**练习题目**
把下列全部记录按行整理成一个 JSON 字符串列表，每行对应一个字符串，空行不计入。

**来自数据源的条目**
-*-

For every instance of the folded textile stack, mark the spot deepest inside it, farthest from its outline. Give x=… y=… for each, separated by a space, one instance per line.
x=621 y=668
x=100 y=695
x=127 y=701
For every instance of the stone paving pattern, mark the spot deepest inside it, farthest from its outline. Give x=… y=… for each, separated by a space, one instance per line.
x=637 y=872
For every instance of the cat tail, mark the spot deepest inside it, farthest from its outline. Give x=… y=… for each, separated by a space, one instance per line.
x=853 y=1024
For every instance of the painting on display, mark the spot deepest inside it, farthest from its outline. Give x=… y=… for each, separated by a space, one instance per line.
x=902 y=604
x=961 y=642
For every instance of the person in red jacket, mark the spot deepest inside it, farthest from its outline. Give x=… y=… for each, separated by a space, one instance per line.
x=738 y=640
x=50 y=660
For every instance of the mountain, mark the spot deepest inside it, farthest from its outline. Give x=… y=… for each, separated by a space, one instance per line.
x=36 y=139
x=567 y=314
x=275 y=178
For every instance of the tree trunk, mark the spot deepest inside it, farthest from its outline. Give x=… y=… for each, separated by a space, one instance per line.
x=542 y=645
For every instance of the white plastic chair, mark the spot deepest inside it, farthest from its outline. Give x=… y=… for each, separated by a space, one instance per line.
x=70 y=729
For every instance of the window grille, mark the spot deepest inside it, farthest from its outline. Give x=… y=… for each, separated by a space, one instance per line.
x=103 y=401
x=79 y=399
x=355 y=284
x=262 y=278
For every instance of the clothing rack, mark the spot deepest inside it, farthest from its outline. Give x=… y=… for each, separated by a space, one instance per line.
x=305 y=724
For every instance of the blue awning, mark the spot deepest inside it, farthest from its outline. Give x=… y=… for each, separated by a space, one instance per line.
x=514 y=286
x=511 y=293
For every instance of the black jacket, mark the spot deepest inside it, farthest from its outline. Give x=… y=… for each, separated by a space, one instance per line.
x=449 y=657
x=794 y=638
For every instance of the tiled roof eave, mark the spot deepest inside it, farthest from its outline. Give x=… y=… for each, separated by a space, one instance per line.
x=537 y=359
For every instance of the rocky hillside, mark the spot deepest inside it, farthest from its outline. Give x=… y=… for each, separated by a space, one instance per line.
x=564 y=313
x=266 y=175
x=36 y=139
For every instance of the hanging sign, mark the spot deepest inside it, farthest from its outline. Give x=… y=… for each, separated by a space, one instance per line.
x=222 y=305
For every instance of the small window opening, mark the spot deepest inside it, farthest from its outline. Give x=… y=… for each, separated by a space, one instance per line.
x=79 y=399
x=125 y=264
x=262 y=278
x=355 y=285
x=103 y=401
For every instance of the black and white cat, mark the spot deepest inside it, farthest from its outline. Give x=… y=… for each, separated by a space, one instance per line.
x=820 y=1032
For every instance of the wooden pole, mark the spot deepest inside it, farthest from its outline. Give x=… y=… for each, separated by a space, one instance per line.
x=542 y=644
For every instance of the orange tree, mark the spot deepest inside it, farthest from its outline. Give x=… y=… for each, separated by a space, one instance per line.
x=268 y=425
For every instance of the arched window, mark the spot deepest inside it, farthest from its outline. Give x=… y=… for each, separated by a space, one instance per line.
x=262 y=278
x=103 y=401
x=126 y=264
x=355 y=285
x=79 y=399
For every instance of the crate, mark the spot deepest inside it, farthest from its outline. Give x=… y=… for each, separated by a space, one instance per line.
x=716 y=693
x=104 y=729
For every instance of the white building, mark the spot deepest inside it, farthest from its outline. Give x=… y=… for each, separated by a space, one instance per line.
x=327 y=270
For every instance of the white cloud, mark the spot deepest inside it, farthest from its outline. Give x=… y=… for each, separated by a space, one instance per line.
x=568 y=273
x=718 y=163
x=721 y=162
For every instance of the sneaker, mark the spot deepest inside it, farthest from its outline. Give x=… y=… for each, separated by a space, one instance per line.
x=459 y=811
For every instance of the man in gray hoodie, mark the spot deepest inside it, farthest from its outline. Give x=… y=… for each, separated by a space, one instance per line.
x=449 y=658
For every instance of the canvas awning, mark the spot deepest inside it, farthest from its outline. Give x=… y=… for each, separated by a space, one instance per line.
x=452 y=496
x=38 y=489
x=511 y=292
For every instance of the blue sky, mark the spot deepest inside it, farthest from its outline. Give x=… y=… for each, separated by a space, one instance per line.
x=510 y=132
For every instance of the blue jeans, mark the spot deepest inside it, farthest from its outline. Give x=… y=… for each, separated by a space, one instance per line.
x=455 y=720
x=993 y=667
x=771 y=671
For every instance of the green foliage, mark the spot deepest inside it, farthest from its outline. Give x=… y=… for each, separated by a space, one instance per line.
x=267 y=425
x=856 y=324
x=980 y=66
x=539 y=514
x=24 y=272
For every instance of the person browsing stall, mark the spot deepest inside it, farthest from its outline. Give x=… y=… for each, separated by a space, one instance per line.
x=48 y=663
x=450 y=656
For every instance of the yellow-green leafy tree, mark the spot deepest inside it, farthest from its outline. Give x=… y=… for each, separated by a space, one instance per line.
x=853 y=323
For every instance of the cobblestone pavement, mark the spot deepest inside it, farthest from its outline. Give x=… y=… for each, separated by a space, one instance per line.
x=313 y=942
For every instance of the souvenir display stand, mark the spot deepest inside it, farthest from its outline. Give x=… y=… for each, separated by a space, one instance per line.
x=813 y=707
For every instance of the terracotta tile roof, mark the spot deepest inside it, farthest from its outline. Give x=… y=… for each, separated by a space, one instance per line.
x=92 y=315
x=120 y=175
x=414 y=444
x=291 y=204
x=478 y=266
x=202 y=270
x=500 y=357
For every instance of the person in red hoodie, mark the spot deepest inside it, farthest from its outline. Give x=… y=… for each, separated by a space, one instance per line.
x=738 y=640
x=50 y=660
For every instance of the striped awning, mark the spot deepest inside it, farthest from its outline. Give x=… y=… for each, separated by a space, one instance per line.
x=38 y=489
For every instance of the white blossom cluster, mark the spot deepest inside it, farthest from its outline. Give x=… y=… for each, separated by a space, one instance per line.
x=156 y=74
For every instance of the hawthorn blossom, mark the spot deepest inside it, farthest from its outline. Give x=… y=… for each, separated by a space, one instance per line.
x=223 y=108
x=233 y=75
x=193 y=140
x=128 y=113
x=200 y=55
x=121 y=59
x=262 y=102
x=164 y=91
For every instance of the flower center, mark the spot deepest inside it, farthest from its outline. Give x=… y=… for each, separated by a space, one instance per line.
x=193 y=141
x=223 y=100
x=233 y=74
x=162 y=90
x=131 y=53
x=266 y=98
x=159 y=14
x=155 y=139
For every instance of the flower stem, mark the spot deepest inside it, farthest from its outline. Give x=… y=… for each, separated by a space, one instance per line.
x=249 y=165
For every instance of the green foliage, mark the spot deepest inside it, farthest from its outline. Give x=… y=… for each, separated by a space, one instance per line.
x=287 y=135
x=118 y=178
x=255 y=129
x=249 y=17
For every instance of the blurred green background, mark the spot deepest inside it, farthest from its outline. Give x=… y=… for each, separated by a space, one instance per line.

-*-

**完整解答**
[
  "For every instance of the folded textile stack, mark the spot deepest inside it, farthest from its outline. Give x=… y=… for each, separated by a space, one instance per line.",
  "x=621 y=668",
  "x=100 y=695",
  "x=127 y=701",
  "For every instance of the stone paving pattern, mark the spot deepest inside it, farthest from its outline. Give x=… y=… for each, separated by a space, one instance per line.",
  "x=637 y=872",
  "For every instance of the cat tail, mark the spot deepest inside it, farthest from its outline. Give x=… y=… for each, separated by a space, one instance per line.",
  "x=853 y=1024",
  "For every instance of the painting on display, mark the spot deepest inside it, farthest from its outline. Give x=… y=… for each, separated by a space, one instance per line.",
  "x=902 y=604",
  "x=961 y=642",
  "For every instance of the person in red jacket, mark the spot deepest inside it, farthest from its outline. Give x=… y=… for each, separated by a space, one instance per line.",
  "x=738 y=640",
  "x=50 y=660",
  "For every instance of the mountain, mark the spot deepest inside it, farthest from its outline. Give x=… y=… for each, separated by a space, one instance per line.",
  "x=36 y=139",
  "x=567 y=314",
  "x=275 y=178",
  "For every instance of the tree trunk, mark the spot deepest inside it, farthest from its outline. Give x=… y=… for each, separated by a space, one instance per line.",
  "x=542 y=645",
  "For every instance of the white plastic chair, mark the spot deepest inside it, farthest from its outline. Give x=… y=… for each, separated by a space, one instance per line.",
  "x=70 y=729",
  "For every instance of the window grille, mark the spot deepest inside it, farthest from its outline. Give x=… y=… for each, separated by a space, one instance per line.",
  "x=103 y=401",
  "x=79 y=399",
  "x=355 y=284",
  "x=262 y=278",
  "For every instance of the clothing rack, mark the spot deepest inside it, farthest from its outline. Give x=… y=… for each, separated by a space, one instance per line.",
  "x=305 y=724",
  "For every instance of the blue awning, mark the spot deepest inside it, farthest from its outline. Give x=… y=… for each, separated by a space, one instance per line.",
  "x=514 y=286",
  "x=511 y=293",
  "For every instance of the black jacket, mark the spot deepest inside it, farthest from its outline. Give x=… y=… for each, separated by a space, one instance per line.",
  "x=449 y=657",
  "x=794 y=638",
  "For every instance of the tiled roof eave, mark the spot deepest inside it, farthest from its outline. Give x=… y=… for each, separated by a space, one instance per line.",
  "x=537 y=359",
  "For every instance of the rocky hillside, mark the spot deepest inside it, farthest from its outline. Give x=… y=… for each, separated by a space, one instance per line.",
  "x=564 y=313",
  "x=266 y=175",
  "x=36 y=139",
  "For every instance of the hanging sign, mark the spot deepest inside it, farthest from its outline. Give x=… y=… for each, separated by a space, one instance per line.",
  "x=222 y=305",
  "For every instance of the small window opening, mark the spot deepest inside it, farthest from its outline. Give x=… y=… for each, separated by a space, one instance per line.",
  "x=79 y=399",
  "x=125 y=264",
  "x=262 y=278",
  "x=355 y=285",
  "x=103 y=401",
  "For every instance of the black and white cat, mark the spot deepest inside it, farthest from its outline. Give x=… y=… for each, separated by a space, one instance per line.",
  "x=820 y=1032",
  "For every instance of the wooden pole, mark the spot deepest inside it, farthest from its outline. Give x=… y=… for each, separated by a space, one instance per line.",
  "x=542 y=644",
  "For every instance of the orange tree, mark the spot deepest inside it, farthest from its outline. Give x=… y=… for each, separated by a space, one instance per line.",
  "x=268 y=425",
  "For every instance of the arched window, mark the spot deepest inside it, farthest from its outline. Give x=… y=… for each, separated by a space, one instance per line.",
  "x=262 y=278",
  "x=103 y=401",
  "x=126 y=264",
  "x=355 y=285",
  "x=79 y=399",
  "For every instance of the crate, mark the spot deepest inside it, farthest from its outline. Give x=… y=… for each, separated by a space, one instance per line.",
  "x=716 y=693",
  "x=104 y=729",
  "For every instance of the white building, mark the spot deepest inside it, farthest from its outline. Give x=… y=… for each, separated by a space, one instance per line.",
  "x=327 y=270",
  "For every instance of the white cloud, mark the spot deepest inside it, farthest from its outline. Give x=… y=… for each, separated by a space, one instance per line.",
  "x=568 y=273",
  "x=718 y=163",
  "x=721 y=162",
  "For every instance of the sneaker, mark the spot deepest inside it, farthest from its outline. Give x=… y=… for each, separated by a space, one instance per line.",
  "x=459 y=811",
  "For every instance of the man in gray hoodie, mark the spot deepest inside it, farthest from its outline. Give x=… y=… for each, separated by a space, one instance per line.",
  "x=449 y=658",
  "For every instance of the canvas awning, mark the spot deepest inside it, farthest from its outline. Give x=… y=… for each, separated by a space, one instance per line.",
  "x=452 y=496",
  "x=38 y=489",
  "x=511 y=292",
  "For every instance of the blue sky, mark the spot deepest inside it, farthest from its outline. Give x=… y=… for each, separated by a space, one instance per line.",
  "x=510 y=132",
  "For every instance of the blue jeans, mark the spot deepest inside it, farthest from its outline. Give x=… y=… for each, separated by a space, one instance per line.",
  "x=455 y=720",
  "x=993 y=667",
  "x=771 y=671",
  "For every instance of the green foliage, mark the spot deepest inside it, farthest from its outline. Give x=… y=… for each, separated by a space, one instance per line.",
  "x=267 y=425",
  "x=856 y=324",
  "x=980 y=66",
  "x=539 y=514",
  "x=24 y=272",
  "For every instance of the person browsing stall, mark the spot deepest inside it, farthest from its outline. Give x=… y=… for each, separated by a space, one instance per line.",
  "x=48 y=663",
  "x=450 y=656",
  "For every instance of the yellow-green leafy tree, mark the spot deepest inside it, farthest from its outline. Give x=… y=… for each, separated by a space, one instance per line.",
  "x=853 y=323",
  "For every instance of the cobblestone pavement, mark the spot deepest inside it, farthest from its outline. Give x=… y=… for each, separated by a space, one instance per line.",
  "x=313 y=942",
  "For every instance of the souvenir display stand, mark the spot deepest inside it, farthest from its outline. Give x=… y=… for each, separated by a space, one instance per line.",
  "x=813 y=707",
  "For every instance of the terracotta tile roof, mark the spot deepest inside it, farthest from its outline. Give x=… y=… for each, separated by a space, one instance per line.",
  "x=92 y=315",
  "x=120 y=175",
  "x=414 y=444",
  "x=291 y=204",
  "x=478 y=266",
  "x=202 y=270",
  "x=500 y=357",
  "For every instance of the person in red hoodie, mark the spot deepest inside it, farthest from its outline. Give x=… y=… for each, separated by a space, one instance per line.",
  "x=738 y=640",
  "x=50 y=660",
  "For every instance of the striped awning, mark the spot deepest inside it, farthest from its outline. Give x=… y=… for each, separated by a space, one instance per line.",
  "x=38 y=489",
  "For every instance of the white blossom cluster, mark the spot deepest inside it, farthest from its outline. Give x=… y=… for each, separated by a space, one instance per line.",
  "x=156 y=74",
  "For every instance of the hawthorn blossom, mark the spot deepest inside it, farthest from its outline. Give x=… y=… for each, separated by a space, one instance per line.",
  "x=223 y=108",
  "x=233 y=75",
  "x=193 y=140",
  "x=128 y=113",
  "x=200 y=55",
  "x=121 y=59",
  "x=262 y=102",
  "x=164 y=91",
  "For every instance of the flower center, mark the spot deepest inside it, farthest from its outline. Give x=… y=… for each, separated by a space, one instance per line.",
  "x=193 y=141",
  "x=223 y=100",
  "x=233 y=74",
  "x=162 y=90",
  "x=131 y=53",
  "x=266 y=98",
  "x=159 y=14",
  "x=155 y=139",
  "For every instance of the flower stem, mark the spot deepest inside it, farthest from its outline. Give x=… y=… for each, separated by a space, one instance per line.",
  "x=249 y=165",
  "For every instance of the green foliage, mark the spot deepest inside it, farthest from its outline. Give x=… y=… for each, separated by a space, one instance per line.",
  "x=287 y=135",
  "x=118 y=178",
  "x=255 y=129",
  "x=249 y=17",
  "For every instance of the blurred green background, mark the spot deepest inside it, farthest from its outline. Give x=… y=… for each, separated by a space, one instance per line."
]